- _EXTRACT_:

>>>>

Jalyn English, Presidential Scholar from Bogata, presented a narrative of his work as the producer of NTCC’s award-winning film on Adina De Zavala. English argued that the “second siege” of the Alamo in 1908 was as significant in establishing the site as the 1836 siege. The NTCC film, a labor of love by the students, is the first cinematic production that shows this.
Daniel Landaverde, the recent winner of one of 50 Jack Kent Cooke macro-scholarships nationwide, from Mount Pleasant, described the influence of the British East India Company in the colonial period of American history. He argued that the Tea Party of 1773 was only a small part of this influence. The Company shaped the rise of corporate capitalism in the United States.
Verania Leyva Garcia, Presidential Scholar from Mount Pleasant explained her poster on Photosensitization through Cyclometalated Platinum. Leyva discussed her own research involving ligend testing, and the discernment of light emissions. She showed how research in this field could influence outcomes in cancer research, water treatment, and display technology.\
Madison McComasky from Sydney, Australia, was the captain of NTCC’s 2019-20 soccer team. Her work on ‘boomeranging intellectuals” described how American intellectuals such as Lincoln Steffens, John Dos Passos, and John Dewey arrested their own leftward embrace of communism. Their rejection of communism and swing to the right in the 1930s and 40s, however, paralleled the trajectories of Australian intellectuals as well.

<<<<

- _DATA EXTRACTS_:
>>>>

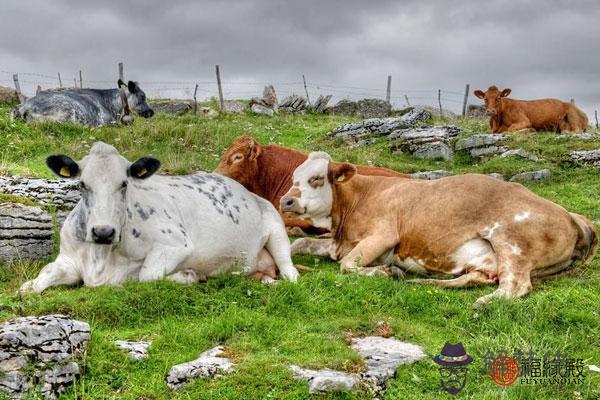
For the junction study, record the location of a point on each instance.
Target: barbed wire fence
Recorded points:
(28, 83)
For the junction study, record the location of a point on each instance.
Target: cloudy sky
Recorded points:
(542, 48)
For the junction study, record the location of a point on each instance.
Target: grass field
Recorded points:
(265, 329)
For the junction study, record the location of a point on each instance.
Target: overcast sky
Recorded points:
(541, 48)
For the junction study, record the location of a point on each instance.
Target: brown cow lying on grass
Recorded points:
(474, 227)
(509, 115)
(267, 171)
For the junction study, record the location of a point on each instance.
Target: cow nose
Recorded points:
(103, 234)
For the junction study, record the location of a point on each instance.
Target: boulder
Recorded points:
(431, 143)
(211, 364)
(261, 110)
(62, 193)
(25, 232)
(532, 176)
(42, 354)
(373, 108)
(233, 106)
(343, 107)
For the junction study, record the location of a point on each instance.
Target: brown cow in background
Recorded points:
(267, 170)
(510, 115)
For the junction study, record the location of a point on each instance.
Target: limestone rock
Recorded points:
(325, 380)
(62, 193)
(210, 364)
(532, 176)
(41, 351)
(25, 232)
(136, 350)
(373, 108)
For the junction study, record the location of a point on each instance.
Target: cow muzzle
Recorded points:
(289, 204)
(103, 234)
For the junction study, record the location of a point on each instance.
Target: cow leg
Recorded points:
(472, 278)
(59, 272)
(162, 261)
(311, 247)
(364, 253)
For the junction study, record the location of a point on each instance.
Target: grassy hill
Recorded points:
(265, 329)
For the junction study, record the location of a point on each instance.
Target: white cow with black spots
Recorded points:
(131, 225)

<<<<

- _REQUIRED ACTION 1_: In the account of the NTCC student presentations, who was captain of NTCC's 2019-20 soccer team?
- _REQUIRED ACTION 2_: Write the next part of the account of the NTCC student presentations, starting after its final sentence.

- _FINAL ANSWER 1_: Madison McComasky, from Sydney, Australia.

- _FINAL ANSWER 2_:
Jaidyn Thompson, Presidential Scholar from Daingerfield presented her work that was based on extended interview with the influential Northeast Texas attorney, Harold Nix. Unlike Mary Ann Glendon’s influential work in the 1990s that indicted the rule of lawyers, Thompson interpreted Nix as a Populist, who played a functional role in the region, defending victims of corporate mismanagement.
Rebecca Yaws an NTCC sophomore from Harleton, Texas, presented on the emotions of prohibition. Using a bank of early silent temperance films now on YouTube, Yaws illustrated the powerful visuals of this early genre. For a generation used to talk, the silent films illustrated the anxieties and fears caused by drunkenness. Historians have heretofore vastly underestimated and often missed altogether the role of cinema in the success of Prohibition.
The contest this year was beholden to a Whatley Enhancement Grant, the McGraw-Hill Education Corporation and its representative, Casey Slaght, and eleven judges. eight of the judges have been long-term supporters of this event, and they included Elaine Beason, former university professor, Dr. Shirley Clay, NTCC Professor Emeritus, Lisa Ellermann of Region VIII, Real Estate Broker Edward Florey of Mount Pleasant, college patrons Jerald and Mary Lou Mowery of Mount Vernon, Reverend Dr. Wayne Renning of Mount Pleasant, and Dr. Jerry Wesson, Mount Pleasant Municipal Judge. This year’s contest because of its virtual aspect also gained some NTCC alumni as judges. This group included Zachary Richardson, now teaching at El Centro College in Dallas, Gabriela Quezada, studying architecture in Brisbane, Australia, and Cassidy Watkins, working at the San Marcos, Texas Treatment Center. Richardson and Watkins both formally presented posters at the National Collegiate Honors Council. Gabriela Quezada was one of the five NTCC students who have won the annual poster competition of the Great Plains Honors Council.
Andrea Reyes, a Title V Honors/PTK Coordinator, and former Presidential Scholar who has worked long years with the contest, noted: "I am thankful for Dr. Yox’s ingenuity in hosting our first virtual event, the support of the judges, and all of the resilient students who stepped up to the challenge. The energy that the scholars bring to this contest year after year could be felt despite the online transition, and I hope that it will continue for many years to come.”
The contest was beholden to Andrea Reyes, and Austin Baker, Virtual One Stop Specialist for Title V who solved some last-minute technical difficulties.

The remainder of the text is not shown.